■ PASSAGE PROVIDED:
# Sticky  MLS Masterclass - Finished Models Showcases



## David Fletcher (Jan 2, 2008)

Chaps, in order to consolidate the threads showing the various finished models from all the Masterclasses to date, I thought I'd provide this sticky link page so you can access the finished models from this one page.



Here are the models of the Mylargescale Masterclass series. The first class went on-line in May 2001. Here are the links:



*Masterclass 2001.*

_Build a Baldwin 8-16-D 2-6-0 (1:24 and 1:20.3 scales):_

We need to get a working link to the article back up 


Article written by Chris Walas.



*Masterclass 2002.*

_Build a Mason Bogie in 1:20.3 Scale:_

http://www.mylargescale.com/Communi...fault.aspx 

*Semi-Masterclass 2004 - Cooke 2-6-0
*This was a semi-Masterclass assisting folks to build a 1:20.3 DSP&P/C&S Cooke Mogul using a Bachmann 4-6-0 drive. PDFs for some of the components were provided along with build data:

http://www.mylargescale.com/tabid/5...fault.aspx


*Miniclass 2005.*

_The CP Huntington Inspired Narrow Gauge Single in 1:20.3 Scale:_

http://www.mylargescale.com/Communi...fault.aspx


*Masterclass 2006.*

_The Carter Bros Coach - Monterey & Salinas Valley Combine in 1:20.3._

Need to get a new show case set up



*Masterclass 2007.*

_The Porter Bell Type C 0-6-0/2-6-0 in 1:20.3 Scale._

http://www.mylargescale.com/Communi...fault.aspx


----------



## vsmith (Jan 2, 2008)

Hi Dave 

I never posted finish pics of the CPH before the old forum got locked. Where can we post pics for older now finished projects, the old forums are locked, should we go ahead and post here?

■ GIVEN REQUEST 1:
Answer these questions about the masterclass forum thread:
(a) When did the first class go online?
(b) What drive did the 2004 semi-Masterclass use to build the Cooke Mogul?
(c) Who wrote the article for the 2001 Baldwin build?
■ GIVEN REQUEST 2:
Extend the masterclass forum thread past its final post.

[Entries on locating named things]

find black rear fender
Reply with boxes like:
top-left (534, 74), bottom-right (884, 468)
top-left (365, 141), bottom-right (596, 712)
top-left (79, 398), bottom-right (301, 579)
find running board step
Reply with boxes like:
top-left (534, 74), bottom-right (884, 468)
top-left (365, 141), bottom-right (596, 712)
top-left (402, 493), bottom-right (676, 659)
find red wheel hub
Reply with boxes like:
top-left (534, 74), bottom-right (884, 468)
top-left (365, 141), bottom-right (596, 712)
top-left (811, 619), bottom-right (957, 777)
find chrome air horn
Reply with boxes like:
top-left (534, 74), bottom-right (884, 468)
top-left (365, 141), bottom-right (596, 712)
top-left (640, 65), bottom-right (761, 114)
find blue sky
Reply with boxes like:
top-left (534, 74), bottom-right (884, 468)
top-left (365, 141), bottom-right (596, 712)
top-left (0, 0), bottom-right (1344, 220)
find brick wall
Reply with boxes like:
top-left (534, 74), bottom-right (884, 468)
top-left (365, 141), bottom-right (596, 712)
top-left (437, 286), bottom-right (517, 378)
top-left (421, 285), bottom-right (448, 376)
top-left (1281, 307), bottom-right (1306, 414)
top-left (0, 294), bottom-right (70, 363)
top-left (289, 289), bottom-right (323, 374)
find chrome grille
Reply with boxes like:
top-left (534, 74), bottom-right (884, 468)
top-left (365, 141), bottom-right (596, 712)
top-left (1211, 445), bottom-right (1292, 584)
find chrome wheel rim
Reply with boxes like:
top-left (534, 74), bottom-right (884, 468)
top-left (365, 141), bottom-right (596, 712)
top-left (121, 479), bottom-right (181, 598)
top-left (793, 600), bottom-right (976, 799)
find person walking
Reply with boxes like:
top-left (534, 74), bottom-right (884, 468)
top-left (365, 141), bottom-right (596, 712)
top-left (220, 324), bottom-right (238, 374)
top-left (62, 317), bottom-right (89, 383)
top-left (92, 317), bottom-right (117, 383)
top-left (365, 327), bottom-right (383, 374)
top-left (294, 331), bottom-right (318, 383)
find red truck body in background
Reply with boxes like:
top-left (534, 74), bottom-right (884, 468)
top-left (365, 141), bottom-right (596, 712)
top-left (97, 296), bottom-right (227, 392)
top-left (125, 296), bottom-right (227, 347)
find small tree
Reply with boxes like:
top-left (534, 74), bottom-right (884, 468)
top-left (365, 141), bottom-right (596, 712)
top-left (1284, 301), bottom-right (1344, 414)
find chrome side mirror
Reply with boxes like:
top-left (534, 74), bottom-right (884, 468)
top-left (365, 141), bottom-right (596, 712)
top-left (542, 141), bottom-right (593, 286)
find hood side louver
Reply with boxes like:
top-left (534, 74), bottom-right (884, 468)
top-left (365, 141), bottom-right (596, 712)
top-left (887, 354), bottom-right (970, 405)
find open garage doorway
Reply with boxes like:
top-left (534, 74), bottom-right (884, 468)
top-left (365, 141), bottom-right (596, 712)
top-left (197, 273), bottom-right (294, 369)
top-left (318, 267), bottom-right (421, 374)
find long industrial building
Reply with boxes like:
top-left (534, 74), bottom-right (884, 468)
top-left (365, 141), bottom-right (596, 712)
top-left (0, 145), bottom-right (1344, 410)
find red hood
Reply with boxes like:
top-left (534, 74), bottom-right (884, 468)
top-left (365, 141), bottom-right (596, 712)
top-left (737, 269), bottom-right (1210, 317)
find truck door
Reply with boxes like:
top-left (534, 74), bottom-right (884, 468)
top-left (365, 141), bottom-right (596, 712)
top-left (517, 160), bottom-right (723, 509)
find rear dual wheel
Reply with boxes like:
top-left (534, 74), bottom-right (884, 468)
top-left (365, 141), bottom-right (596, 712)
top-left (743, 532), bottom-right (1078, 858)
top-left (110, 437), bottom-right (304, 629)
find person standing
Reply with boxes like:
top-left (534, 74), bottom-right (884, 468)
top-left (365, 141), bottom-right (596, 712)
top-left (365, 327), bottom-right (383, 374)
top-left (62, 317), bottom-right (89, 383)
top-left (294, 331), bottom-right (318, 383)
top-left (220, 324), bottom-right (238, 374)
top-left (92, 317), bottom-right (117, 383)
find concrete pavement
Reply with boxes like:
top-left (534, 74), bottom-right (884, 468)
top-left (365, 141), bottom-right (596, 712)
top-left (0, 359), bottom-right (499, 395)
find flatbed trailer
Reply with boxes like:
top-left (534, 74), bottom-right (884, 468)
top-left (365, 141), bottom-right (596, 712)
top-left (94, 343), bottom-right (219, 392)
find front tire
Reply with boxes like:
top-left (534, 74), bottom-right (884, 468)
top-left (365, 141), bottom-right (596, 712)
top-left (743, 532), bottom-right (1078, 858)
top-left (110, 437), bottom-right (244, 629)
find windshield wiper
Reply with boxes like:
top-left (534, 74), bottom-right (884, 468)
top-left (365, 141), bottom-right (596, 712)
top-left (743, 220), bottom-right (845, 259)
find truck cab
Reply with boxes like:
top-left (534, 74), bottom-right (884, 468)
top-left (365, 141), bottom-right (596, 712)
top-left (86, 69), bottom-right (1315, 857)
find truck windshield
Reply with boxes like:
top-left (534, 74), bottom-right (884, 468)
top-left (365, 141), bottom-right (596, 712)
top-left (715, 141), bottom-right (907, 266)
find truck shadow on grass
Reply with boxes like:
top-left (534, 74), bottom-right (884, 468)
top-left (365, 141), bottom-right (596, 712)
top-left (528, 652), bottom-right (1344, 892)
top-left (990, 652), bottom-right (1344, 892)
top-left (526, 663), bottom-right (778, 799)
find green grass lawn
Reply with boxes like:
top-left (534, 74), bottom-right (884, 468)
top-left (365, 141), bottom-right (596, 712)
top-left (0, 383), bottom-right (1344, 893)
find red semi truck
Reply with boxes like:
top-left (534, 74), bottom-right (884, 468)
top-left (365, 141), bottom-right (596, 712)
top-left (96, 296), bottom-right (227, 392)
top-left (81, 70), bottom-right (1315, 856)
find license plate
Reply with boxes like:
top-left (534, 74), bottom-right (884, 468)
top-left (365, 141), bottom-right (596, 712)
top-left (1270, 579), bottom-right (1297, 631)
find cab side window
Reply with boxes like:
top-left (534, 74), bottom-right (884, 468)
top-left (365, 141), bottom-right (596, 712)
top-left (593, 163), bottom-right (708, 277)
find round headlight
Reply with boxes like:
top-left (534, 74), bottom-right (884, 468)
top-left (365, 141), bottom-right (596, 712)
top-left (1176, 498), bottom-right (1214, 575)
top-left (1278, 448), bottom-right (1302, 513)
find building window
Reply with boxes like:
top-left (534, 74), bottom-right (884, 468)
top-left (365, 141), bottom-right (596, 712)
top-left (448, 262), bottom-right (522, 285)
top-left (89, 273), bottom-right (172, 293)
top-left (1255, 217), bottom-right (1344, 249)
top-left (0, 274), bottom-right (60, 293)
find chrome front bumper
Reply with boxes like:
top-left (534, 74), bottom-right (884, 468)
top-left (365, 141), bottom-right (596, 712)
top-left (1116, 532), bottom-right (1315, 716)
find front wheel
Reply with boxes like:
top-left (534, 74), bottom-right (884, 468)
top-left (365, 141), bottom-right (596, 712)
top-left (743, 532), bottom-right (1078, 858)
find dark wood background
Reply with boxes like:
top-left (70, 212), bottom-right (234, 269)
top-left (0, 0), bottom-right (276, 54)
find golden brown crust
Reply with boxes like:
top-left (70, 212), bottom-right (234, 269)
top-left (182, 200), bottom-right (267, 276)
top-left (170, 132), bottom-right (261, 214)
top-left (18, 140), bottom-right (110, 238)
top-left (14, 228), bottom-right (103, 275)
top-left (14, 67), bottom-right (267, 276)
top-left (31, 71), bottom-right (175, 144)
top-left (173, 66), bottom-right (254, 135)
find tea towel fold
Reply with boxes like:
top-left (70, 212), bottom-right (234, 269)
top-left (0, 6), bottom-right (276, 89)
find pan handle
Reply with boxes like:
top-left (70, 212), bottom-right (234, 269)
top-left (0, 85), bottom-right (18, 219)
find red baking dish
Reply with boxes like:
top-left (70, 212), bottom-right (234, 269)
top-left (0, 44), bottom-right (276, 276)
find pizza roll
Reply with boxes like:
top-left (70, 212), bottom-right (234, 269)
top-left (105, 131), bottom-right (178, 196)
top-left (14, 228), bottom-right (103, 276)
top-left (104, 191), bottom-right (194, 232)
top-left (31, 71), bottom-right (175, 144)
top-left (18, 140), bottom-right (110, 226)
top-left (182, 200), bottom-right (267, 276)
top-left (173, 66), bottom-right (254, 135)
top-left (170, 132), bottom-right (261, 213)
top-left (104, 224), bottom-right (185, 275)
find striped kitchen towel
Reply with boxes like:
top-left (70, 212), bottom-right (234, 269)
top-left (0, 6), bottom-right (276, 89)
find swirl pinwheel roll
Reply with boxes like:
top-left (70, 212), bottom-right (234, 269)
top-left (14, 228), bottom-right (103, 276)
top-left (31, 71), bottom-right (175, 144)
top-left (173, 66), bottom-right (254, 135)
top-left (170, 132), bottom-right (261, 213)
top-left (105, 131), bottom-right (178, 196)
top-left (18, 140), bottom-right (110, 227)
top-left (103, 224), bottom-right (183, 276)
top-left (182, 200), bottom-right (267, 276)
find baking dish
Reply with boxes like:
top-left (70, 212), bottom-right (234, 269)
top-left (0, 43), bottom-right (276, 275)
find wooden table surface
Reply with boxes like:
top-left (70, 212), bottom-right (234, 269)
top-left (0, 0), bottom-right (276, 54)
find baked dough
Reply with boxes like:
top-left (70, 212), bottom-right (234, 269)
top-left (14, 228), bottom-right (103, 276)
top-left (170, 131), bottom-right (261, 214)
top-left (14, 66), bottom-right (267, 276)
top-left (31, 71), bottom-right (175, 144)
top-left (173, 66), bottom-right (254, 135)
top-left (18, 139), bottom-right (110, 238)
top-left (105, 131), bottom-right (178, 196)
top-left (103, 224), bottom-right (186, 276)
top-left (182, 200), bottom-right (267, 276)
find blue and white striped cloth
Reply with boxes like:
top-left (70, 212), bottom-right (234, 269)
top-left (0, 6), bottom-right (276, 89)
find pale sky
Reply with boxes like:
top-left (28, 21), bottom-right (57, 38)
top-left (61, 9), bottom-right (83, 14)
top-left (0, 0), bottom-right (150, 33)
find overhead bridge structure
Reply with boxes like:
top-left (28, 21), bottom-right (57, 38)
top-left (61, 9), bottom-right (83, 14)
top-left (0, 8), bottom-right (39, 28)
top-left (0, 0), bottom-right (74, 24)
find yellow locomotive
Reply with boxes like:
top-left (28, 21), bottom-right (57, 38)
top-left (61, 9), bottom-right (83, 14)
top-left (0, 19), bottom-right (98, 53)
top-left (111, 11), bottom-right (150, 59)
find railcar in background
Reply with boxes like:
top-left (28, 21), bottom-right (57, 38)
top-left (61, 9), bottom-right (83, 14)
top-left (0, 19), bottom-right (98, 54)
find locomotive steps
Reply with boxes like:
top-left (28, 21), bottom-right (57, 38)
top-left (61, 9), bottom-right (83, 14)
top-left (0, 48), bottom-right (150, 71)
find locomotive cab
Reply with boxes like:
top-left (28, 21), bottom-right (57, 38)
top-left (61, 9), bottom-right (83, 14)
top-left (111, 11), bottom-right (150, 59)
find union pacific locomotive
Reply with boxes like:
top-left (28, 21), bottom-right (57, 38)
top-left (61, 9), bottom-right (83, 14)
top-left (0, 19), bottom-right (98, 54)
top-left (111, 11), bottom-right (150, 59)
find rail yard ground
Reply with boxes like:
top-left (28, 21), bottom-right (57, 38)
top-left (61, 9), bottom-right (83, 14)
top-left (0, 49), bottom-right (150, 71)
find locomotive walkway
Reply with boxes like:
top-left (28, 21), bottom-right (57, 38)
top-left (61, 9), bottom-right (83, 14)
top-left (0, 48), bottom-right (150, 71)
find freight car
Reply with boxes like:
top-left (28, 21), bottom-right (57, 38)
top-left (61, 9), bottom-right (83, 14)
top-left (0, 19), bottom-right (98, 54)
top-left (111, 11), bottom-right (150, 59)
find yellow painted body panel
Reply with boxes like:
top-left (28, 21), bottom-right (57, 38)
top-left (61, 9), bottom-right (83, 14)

■ REPLY 1:
(a) May 2001
(b) A Bachmann 4-6-0 drive
(c) Chris Walas

■ REPLY 2:
----------



## SteveC (Jan 2, 2008)

Vic

Posting here is the only option that you've got available.


----------



## Bruce Chandler (Jan 2, 2008)

I can get to the forums that you posted, but when I attempt to get to that article, I get a page that says "Articles Coming Soon"


----------



## Dwight Ennis (Jan 2, 2008)

Bruce - you need to go tothe old site... http://archive.mylargescale.com/forum/[url]http://archive.mylargescale.com/forum/[/b][/url][/b] ... and use the menu there. The articles never got moved over.


----------



## Bruce Chandler (Jan 2, 2008)

Dwight, when I click on that link, it just takes me to the current home page. 

But, I did find some old articles by going to http://archive.mylargescale.com/articles/articles/ - but not that article. I guess I'll poke around some more.


----------



## Dwight Ennis (Jan 2, 2008)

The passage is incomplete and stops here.